--- Supplied material ---

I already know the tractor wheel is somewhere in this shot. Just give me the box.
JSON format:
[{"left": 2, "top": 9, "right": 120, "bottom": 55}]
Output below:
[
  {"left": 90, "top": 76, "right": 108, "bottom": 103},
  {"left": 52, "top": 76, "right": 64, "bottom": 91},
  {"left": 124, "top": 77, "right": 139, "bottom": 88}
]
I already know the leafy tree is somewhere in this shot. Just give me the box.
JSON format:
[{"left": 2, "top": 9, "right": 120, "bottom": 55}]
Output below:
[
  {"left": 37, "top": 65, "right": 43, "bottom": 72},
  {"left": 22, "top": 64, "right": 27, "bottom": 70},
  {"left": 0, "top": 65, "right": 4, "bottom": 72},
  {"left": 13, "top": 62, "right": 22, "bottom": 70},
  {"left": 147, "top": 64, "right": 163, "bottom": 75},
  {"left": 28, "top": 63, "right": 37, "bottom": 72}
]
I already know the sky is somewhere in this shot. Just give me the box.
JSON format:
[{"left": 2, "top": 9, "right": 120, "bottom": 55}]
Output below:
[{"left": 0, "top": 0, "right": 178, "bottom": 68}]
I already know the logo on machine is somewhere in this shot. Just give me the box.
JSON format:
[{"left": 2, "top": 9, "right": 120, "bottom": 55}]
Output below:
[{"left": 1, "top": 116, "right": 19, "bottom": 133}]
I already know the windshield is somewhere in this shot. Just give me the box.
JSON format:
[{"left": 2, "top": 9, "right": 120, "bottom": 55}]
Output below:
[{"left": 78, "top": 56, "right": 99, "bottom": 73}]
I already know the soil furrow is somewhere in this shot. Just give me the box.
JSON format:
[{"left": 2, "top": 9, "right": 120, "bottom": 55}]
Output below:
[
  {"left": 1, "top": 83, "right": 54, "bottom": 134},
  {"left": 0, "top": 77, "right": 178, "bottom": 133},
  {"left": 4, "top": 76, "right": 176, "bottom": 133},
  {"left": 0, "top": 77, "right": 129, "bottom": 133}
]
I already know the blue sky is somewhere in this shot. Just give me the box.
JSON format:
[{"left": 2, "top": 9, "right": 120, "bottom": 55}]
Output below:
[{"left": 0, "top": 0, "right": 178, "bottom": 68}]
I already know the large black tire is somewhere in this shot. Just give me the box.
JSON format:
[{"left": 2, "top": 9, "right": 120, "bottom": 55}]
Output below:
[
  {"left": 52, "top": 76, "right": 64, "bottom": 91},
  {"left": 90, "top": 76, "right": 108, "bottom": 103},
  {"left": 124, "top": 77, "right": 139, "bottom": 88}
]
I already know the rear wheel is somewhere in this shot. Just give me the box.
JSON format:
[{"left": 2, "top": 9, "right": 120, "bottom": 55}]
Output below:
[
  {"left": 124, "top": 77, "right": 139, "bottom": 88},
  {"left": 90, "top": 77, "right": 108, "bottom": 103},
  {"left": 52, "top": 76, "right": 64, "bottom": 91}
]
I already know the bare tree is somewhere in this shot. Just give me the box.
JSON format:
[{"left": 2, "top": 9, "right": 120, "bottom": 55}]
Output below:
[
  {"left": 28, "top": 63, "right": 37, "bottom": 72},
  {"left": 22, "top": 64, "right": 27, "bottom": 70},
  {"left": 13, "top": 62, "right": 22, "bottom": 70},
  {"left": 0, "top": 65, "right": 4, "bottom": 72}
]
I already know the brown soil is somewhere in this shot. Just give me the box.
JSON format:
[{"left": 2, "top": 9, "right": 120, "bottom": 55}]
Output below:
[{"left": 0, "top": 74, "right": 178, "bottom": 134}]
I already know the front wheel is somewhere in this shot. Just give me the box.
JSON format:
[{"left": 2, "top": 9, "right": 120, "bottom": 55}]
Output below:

---

What is needed: Recast every line of the listing above as a JSON list of strings, with one string for each line and any blank lines left out.

Result:
[
  "I already know the tractor wheel is somewhere in this shot. Just give me the box.",
  "JSON format:",
  "[{\"left\": 2, \"top\": 9, \"right\": 120, \"bottom\": 55}]",
  "Output below:",
  "[",
  "  {\"left\": 90, \"top\": 76, \"right\": 108, \"bottom\": 103},",
  "  {\"left\": 52, \"top\": 76, \"right\": 64, \"bottom\": 91},",
  "  {\"left\": 124, \"top\": 77, \"right\": 139, \"bottom\": 88}",
  "]",
  "I already know the leafy tree is somewhere in this shot. Just give me the box.",
  "JSON format:",
  "[{\"left\": 2, \"top\": 9, \"right\": 120, \"bottom\": 55}]",
  "Output below:",
  "[",
  "  {\"left\": 37, \"top\": 65, \"right\": 43, \"bottom\": 72},",
  "  {\"left\": 22, \"top\": 64, \"right\": 27, \"bottom\": 70},",
  "  {\"left\": 0, \"top\": 65, \"right\": 4, \"bottom\": 72},",
  "  {\"left\": 13, \"top\": 62, \"right\": 22, \"bottom\": 70},",
  "  {\"left\": 147, \"top\": 64, \"right\": 163, \"bottom\": 75},",
  "  {\"left\": 28, \"top\": 63, \"right\": 37, \"bottom\": 72}",
  "]",
  "I already know the sky is somewhere in this shot. Just give me the box.",
  "JSON format:",
  "[{\"left\": 2, \"top\": 9, \"right\": 120, \"bottom\": 55}]",
  "Output below:",
  "[{\"left\": 0, \"top\": 0, \"right\": 178, \"bottom\": 68}]",
  "I already know the logo on machine is somewhere in this shot. Just give me the box.",
  "JSON format:",
  "[{\"left\": 2, \"top\": 9, \"right\": 120, \"bottom\": 55}]",
  "Output below:",
  "[{\"left\": 1, \"top\": 116, \"right\": 19, \"bottom\": 133}]",
  "I already know the windshield is somewhere in this shot. Just give me the box.",
  "JSON format:",
  "[{\"left\": 2, \"top\": 9, \"right\": 120, \"bottom\": 55}]",
  "Output below:",
  "[{\"left\": 78, \"top\": 56, \"right\": 99, \"bottom\": 73}]",
  "I already know the soil furrow is somewhere in this shot. Just give me the box.",
  "JSON format:",
  "[{\"left\": 2, \"top\": 9, \"right\": 120, \"bottom\": 55}]",
  "Output below:",
  "[",
  "  {\"left\": 1, \"top\": 83, \"right\": 54, \"bottom\": 134},",
  "  {\"left\": 0, \"top\": 77, \"right\": 178, \"bottom\": 133},",
  "  {\"left\": 4, \"top\": 76, \"right\": 176, \"bottom\": 133},",
  "  {\"left\": 0, \"top\": 77, \"right\": 129, \"bottom\": 133}",
  "]",
  "I already know the blue sky is somewhere in this shot. Just give me the box.",
  "JSON format:",
  "[{\"left\": 2, \"top\": 9, \"right\": 120, \"bottom\": 55}]",
  "Output below:",
  "[{\"left\": 0, \"top\": 0, \"right\": 178, \"bottom\": 68}]",
  "I already know the large black tire is somewhere in this shot. Just give me the box.",
  "JSON format:",
  "[{\"left\": 2, \"top\": 9, \"right\": 120, \"bottom\": 55}]",
  "Output below:",
  "[",
  "  {\"left\": 52, \"top\": 76, \"right\": 64, \"bottom\": 91},",
  "  {\"left\": 90, \"top\": 76, \"right\": 108, \"bottom\": 103},",
  "  {\"left\": 124, \"top\": 77, \"right\": 139, \"bottom\": 88}",
  "]",
  "I already know the rear wheel is somewhere in this shot. Just give me the box.",
  "JSON format:",
  "[{\"left\": 2, \"top\": 9, \"right\": 120, \"bottom\": 55}]",
  "Output below:",
  "[",
  "  {\"left\": 124, \"top\": 77, \"right\": 139, \"bottom\": 88},",
  "  {\"left\": 90, \"top\": 77, \"right\": 108, \"bottom\": 103},",
  "  {\"left\": 52, \"top\": 76, \"right\": 64, \"bottom\": 91}",
  "]",
  "I already know the bare tree is somewhere in this shot. Just give me the box.",
  "JSON format:",
  "[{\"left\": 2, \"top\": 9, \"right\": 120, \"bottom\": 55}]",
  "Output below:",
  "[",
  "  {\"left\": 28, \"top\": 63, \"right\": 37, \"bottom\": 72},",
  "  {\"left\": 22, \"top\": 64, \"right\": 27, \"bottom\": 70},",
  "  {\"left\": 13, \"top\": 62, \"right\": 22, \"bottom\": 70},",
  "  {\"left\": 0, \"top\": 65, \"right\": 4, \"bottom\": 72}",
  "]",
  "I already know the brown soil is somewhere in this shot. Just give me the box.",
  "JSON format:",
  "[{\"left\": 2, \"top\": 9, \"right\": 120, \"bottom\": 55}]",
  "Output below:",
  "[{\"left\": 0, \"top\": 74, \"right\": 178, \"bottom\": 134}]",
  "I already know the front wheel is somewhere in this shot. Just give me the box.",
  "JSON format:",
  "[{\"left\": 2, \"top\": 9, \"right\": 120, \"bottom\": 55}]",
  "Output below:"
]